Given instruction :: From the entries below, extract everything from the line containing "The client would like the metal" down to the line containing "[113,98,125,114]", including both of those lines. Reproduce each line character for character and include nothing else.

Data shown ::
"""

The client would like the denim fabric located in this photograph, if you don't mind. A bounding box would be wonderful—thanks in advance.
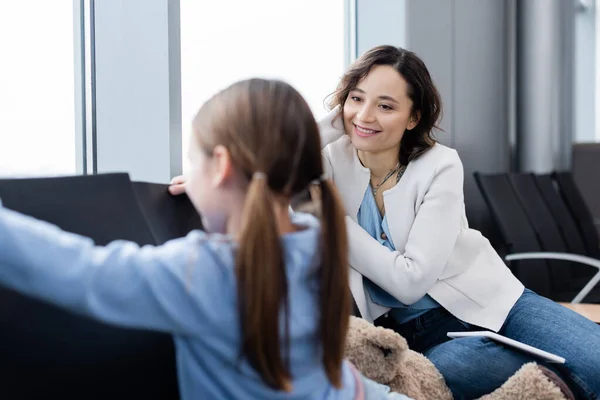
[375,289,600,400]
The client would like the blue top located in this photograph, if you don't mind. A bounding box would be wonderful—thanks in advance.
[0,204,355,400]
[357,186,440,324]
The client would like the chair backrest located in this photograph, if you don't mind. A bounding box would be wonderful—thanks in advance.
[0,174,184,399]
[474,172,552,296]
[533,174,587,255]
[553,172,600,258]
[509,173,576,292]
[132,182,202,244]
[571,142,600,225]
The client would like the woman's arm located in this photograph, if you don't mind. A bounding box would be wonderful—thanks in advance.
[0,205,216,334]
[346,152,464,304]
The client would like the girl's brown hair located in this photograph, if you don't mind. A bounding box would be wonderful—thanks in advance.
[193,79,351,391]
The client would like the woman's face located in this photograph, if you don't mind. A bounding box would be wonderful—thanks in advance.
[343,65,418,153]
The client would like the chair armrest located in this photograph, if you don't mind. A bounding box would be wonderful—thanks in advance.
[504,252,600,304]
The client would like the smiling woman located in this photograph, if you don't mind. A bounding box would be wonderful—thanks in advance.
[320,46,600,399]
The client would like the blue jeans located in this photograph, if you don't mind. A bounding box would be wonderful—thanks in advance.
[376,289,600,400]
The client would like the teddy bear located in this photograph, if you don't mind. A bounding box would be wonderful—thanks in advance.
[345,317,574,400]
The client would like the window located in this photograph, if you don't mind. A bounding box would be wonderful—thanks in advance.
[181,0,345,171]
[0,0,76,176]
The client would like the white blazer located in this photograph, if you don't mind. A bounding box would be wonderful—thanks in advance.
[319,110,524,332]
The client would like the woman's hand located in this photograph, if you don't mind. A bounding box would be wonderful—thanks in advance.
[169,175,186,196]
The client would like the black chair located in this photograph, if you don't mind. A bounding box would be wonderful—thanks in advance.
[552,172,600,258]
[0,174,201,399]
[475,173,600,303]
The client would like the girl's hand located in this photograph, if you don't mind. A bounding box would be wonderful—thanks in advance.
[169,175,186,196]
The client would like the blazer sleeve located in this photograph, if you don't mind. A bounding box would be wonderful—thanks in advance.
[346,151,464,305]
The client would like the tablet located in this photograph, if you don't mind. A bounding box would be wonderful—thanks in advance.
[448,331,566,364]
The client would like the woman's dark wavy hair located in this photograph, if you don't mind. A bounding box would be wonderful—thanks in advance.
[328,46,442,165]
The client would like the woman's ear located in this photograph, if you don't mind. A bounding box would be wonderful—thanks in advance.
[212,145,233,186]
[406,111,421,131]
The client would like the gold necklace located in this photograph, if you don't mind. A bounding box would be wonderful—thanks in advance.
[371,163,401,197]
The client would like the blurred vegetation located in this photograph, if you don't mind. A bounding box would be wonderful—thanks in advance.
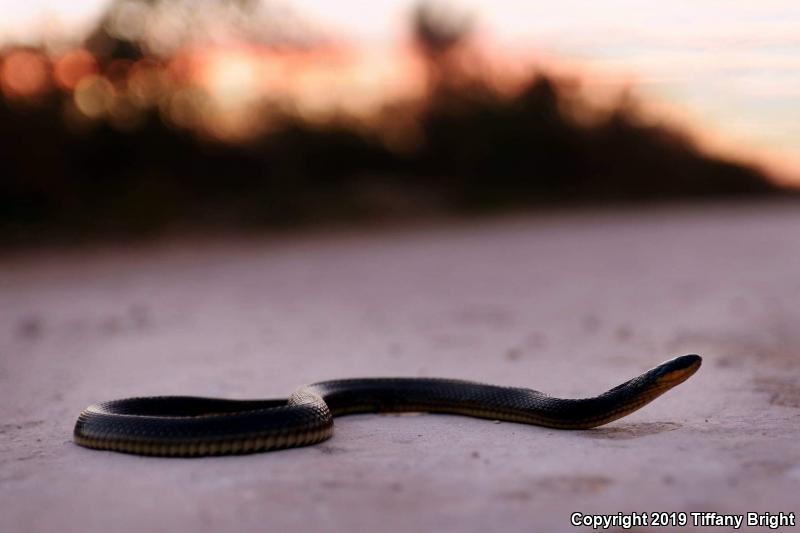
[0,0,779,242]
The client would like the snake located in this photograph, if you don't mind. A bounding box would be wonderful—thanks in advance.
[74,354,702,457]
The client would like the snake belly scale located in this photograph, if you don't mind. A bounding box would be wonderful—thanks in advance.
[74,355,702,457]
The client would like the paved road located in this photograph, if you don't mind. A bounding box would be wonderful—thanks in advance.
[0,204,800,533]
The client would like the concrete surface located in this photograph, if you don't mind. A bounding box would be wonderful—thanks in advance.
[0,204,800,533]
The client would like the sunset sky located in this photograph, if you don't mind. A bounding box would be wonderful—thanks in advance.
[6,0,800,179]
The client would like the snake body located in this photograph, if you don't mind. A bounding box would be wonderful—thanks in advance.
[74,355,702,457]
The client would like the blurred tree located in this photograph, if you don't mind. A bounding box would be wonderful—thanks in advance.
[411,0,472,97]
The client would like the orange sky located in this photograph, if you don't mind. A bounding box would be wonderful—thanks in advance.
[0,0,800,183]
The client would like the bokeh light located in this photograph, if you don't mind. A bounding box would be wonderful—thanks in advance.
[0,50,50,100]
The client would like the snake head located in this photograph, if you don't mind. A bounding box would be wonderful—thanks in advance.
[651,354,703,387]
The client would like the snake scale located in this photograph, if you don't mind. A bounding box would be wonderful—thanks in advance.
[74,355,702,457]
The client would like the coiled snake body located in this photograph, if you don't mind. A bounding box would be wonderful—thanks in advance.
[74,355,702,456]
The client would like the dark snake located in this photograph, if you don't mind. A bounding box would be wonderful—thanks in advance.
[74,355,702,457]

"""
"""

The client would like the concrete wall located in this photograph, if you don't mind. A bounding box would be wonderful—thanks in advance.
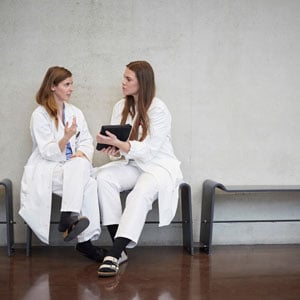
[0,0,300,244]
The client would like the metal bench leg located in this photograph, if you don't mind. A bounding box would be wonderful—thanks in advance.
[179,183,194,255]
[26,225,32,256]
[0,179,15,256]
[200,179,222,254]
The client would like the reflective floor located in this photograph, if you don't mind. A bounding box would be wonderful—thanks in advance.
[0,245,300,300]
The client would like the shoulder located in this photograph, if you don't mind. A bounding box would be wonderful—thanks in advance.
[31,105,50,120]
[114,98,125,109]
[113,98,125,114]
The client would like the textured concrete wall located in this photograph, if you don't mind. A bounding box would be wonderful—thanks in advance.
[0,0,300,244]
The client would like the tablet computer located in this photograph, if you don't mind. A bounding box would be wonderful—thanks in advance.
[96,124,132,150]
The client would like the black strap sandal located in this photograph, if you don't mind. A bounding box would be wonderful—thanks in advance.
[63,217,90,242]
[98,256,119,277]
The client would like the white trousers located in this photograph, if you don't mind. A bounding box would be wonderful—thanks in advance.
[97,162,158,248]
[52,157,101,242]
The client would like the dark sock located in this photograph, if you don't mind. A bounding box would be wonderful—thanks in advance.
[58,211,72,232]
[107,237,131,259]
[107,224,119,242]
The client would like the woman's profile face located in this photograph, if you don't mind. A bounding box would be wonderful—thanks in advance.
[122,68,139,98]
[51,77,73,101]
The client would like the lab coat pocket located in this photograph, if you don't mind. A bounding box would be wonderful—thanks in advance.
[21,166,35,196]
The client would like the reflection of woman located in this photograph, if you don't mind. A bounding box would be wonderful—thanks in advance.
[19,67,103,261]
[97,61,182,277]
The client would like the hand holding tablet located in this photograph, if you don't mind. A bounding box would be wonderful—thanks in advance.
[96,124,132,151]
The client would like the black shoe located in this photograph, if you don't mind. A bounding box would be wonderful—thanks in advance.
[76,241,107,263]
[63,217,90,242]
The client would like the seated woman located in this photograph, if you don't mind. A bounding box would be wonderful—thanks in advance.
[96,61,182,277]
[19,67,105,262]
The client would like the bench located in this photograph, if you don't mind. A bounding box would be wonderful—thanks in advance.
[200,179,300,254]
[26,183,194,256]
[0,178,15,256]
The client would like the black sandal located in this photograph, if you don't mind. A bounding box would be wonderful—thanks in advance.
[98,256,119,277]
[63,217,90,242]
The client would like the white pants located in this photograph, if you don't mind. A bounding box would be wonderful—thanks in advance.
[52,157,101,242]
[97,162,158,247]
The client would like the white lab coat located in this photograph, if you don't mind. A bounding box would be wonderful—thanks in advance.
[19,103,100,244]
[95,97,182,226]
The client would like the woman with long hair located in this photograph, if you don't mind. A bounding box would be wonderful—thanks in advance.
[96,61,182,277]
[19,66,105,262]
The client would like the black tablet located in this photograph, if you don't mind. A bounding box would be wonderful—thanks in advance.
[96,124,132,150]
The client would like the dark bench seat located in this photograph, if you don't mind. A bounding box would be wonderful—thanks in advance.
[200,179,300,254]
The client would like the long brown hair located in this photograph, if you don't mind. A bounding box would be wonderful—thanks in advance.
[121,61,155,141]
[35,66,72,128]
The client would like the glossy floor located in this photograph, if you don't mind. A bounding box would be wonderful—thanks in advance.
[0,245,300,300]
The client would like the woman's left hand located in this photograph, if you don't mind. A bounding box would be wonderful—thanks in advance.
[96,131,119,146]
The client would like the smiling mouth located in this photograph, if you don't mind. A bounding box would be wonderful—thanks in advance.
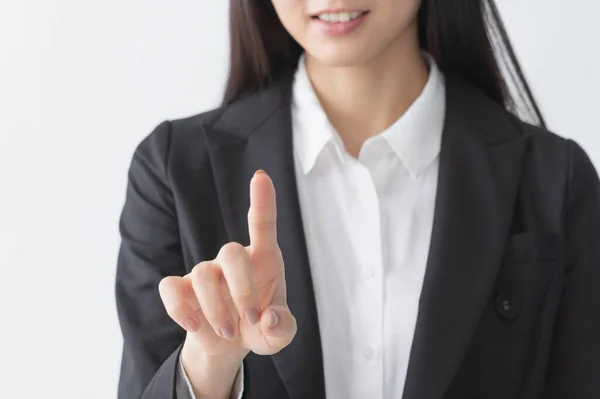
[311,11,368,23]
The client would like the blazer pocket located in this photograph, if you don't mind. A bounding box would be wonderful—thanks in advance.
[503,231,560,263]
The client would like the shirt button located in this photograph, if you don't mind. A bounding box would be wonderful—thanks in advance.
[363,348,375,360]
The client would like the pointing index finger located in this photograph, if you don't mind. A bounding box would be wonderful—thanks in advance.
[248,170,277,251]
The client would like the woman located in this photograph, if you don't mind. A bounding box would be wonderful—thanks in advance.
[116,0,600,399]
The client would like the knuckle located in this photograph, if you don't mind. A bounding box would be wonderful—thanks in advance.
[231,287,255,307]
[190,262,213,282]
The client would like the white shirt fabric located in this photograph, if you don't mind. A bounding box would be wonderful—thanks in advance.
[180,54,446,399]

"""

Output below ::
The client would like the metal bench leg located in this photograph, if you don't mind. A bounding box would be wonderful—thanks in advance.
[179,183,194,255]
[26,225,32,256]
[0,179,15,256]
[200,179,222,254]
The client would like the reflective floor located in this photograph, if you don't mind. A bounding box would be wonderful—thanks in advance.
[0,245,300,300]
The client would like the shoulder located in this photograph, if you don't mind. A bounding box would be wonderful—thanks in advance.
[31,105,50,120]
[114,98,125,109]
[113,98,125,114]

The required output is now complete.